EXCERPTED PASSAGE:
──────────
For valuable consideration, receipt which is hereby acknowledged, eTraxx
Corporation, whose principle office is located at 1167A Chess Drive, Foster
City, CA 94404, hereby assigns all of its right, title and interest in that
certain Employment Agreement (the "Agreement") between eTraxx Corporation and
Dennis Wood dated April 1, 2000 to Telegen Corporation, effective July 1, 2000.

Telegen Corporation accepts such assignment of the Agreement and agrees to be
bound by the terms, obligations and benefits of said Agreement.

<TABLE>
<CAPTION>

<S>                                               <C>
eTraxx Corporation:                                  Telegen Corporation:

By: /s/ JESSICA L. STEVENS                           By:    /s/ WILLIAM M. SWAYNE
   -----------------------------------------              ---------------------------------------

Title:   CEO                                         Title:   PRESIDENT/COO
       -------------------------------------                -------------------------------------

Date:   JULY 1, 2000                                 Date:   JULY 1, 2000
      --------------------------------------               --------------------------------------


Acknowledged:

  /s/ DENNIS WOOD
------------------------------------
Dennis Wood

</TABLE>


                                    AMENDMENT

Telegen Corporation, the assignee in the above referenced Agreement, and Dennis
Wood, the Executive, for valuable consideration, receipt which is hereby
acknowledged, do hereby agree to amend the Agreement by adding the following as
a new paragraph 7 to Schedule 2.4 of the Agreement. The word "Company" as used
in this amendment shall mean Telegen Corporation.
──────────
MATERIAL SHOWN:

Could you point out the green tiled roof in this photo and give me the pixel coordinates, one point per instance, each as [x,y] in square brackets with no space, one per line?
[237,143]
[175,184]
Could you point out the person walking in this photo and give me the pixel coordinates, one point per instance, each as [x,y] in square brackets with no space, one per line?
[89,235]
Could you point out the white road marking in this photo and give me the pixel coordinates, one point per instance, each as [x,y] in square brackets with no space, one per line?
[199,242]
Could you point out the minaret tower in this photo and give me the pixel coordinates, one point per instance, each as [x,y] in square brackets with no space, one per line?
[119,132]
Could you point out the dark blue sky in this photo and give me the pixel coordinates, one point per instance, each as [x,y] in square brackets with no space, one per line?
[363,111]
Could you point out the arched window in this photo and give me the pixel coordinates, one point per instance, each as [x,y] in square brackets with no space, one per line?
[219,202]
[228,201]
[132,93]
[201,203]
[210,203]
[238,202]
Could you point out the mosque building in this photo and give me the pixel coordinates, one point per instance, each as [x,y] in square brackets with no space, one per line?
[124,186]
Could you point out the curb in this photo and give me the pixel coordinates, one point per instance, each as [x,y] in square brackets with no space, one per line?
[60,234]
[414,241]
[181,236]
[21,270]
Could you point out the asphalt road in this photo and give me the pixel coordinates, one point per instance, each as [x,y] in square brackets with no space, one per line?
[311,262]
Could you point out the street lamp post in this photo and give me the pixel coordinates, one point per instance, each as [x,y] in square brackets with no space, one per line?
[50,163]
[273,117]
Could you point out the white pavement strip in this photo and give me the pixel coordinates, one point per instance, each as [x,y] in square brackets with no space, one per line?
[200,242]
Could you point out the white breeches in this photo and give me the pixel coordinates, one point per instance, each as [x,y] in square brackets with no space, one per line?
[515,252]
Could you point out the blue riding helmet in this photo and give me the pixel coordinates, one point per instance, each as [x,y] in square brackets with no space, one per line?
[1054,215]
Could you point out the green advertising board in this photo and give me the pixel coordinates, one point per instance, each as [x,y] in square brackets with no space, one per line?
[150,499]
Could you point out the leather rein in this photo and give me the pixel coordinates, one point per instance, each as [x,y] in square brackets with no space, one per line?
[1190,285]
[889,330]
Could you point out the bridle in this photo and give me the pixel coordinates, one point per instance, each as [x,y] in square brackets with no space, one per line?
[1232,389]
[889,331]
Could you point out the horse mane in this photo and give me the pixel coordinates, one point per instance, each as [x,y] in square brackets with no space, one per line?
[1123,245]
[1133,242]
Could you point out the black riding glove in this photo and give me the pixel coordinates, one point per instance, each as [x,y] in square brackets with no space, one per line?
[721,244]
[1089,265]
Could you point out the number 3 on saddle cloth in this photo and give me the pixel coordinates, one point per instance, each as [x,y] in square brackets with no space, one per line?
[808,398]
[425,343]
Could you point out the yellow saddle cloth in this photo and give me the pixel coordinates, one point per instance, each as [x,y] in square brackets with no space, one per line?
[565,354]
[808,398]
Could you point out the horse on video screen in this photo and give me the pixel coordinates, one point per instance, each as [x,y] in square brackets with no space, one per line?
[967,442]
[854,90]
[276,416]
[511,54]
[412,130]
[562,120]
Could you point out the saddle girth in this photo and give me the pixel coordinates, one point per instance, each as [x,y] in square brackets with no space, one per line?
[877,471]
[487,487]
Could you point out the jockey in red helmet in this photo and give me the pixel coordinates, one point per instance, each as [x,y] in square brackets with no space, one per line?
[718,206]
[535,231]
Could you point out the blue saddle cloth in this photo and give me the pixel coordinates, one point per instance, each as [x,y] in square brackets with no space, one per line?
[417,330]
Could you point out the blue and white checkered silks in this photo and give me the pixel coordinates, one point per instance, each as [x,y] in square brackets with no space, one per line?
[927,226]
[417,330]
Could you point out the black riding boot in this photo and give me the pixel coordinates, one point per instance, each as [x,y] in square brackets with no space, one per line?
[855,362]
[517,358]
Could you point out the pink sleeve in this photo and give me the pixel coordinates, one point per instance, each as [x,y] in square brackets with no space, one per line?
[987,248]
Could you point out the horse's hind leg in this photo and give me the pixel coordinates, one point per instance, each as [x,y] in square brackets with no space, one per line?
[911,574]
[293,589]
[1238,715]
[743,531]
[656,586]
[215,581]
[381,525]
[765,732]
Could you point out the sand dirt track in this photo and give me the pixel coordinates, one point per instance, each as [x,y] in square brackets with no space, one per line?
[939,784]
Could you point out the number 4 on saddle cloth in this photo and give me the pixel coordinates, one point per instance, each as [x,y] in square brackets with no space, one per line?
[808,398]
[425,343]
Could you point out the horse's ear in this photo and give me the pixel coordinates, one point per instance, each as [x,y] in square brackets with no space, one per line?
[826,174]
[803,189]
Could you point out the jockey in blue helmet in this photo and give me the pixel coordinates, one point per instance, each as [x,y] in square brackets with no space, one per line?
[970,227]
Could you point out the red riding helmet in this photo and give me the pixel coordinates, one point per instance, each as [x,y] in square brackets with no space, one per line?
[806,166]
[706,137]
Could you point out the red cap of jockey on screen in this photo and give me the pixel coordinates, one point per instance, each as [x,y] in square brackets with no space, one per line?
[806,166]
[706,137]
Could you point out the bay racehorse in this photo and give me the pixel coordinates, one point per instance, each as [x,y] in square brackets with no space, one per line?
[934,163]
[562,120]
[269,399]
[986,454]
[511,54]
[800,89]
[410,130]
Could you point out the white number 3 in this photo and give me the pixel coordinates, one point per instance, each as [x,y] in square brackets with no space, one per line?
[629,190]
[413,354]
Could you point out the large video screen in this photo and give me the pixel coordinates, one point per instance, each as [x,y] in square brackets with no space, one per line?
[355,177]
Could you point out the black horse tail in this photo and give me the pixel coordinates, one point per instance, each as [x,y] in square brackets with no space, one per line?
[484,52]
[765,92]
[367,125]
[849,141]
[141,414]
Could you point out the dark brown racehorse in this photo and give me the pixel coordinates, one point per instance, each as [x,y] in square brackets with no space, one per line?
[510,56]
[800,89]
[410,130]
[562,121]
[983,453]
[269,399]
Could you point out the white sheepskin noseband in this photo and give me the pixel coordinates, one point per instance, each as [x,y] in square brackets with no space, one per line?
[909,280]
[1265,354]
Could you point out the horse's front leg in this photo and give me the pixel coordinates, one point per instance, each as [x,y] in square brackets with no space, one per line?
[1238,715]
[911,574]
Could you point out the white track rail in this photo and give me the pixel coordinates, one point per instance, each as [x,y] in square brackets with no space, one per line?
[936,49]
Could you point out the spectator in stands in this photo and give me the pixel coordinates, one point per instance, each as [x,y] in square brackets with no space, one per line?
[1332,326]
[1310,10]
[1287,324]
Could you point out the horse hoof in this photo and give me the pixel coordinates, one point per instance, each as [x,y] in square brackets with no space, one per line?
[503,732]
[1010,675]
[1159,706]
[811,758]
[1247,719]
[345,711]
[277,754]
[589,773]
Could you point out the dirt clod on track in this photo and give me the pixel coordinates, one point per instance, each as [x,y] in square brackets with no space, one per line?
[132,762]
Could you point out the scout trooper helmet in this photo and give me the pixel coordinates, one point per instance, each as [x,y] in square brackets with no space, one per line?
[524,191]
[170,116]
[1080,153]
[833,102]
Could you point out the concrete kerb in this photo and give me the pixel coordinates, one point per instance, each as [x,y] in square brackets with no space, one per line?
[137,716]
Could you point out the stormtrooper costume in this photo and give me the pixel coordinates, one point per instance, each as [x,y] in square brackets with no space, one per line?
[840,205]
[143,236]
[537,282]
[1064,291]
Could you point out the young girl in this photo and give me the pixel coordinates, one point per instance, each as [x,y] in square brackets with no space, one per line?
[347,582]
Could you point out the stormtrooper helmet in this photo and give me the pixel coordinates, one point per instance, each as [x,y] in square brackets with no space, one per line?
──────────
CHALLENGE A: Count the lines in the records that contain the string "green", matching case exactly, and reply with the number alone.
CHALLENGE B: Pick up the employment agreement assignment text after its final sentence and continue writing it.

TASK OUTPUT A: 2

TASK OUTPUT B:
        "7. Executive, upon approval by the Bankruptcy Court of the
        Company's Plan of Reorganization, shall be granted a qualified
        stock option to purchase 100,000 shares of the Company
        (Telegen) Shares at the exercise price of $1.75 per share.
        Such options shall vest monthly on a pro rata basis over a 12
        month period at 8,333 shares per month commencing from July 1,
        2000 and shall be issued under the Company's employee
        incentive stock option plan. Executive shall be entitled to
        registration rights, as may be required, for all underlying
        Company Shares in like manner, right, and time as any owned by
        any executive of Company. Such underlying shares shall be
        included in any subsequent S-1 or other registration statement
        as may be required to be filed with the SEC. There would be a
        100% acceleration in the vesting for all of these non-vested
        Company Shares should there be (i) a change in control of the
        Company, (ii) Executives business segment of the Company for
        which he is organizationally responsible or is assigned to for
        personal, administrative or business reasons is transferred by
        sale, merger or any other method to an entity, or (iii)
        Executive is terminated under paragraph 3.2(a)(1) from the
        employment of either the Company or the Subsidiary for any
        reason, other than "cause."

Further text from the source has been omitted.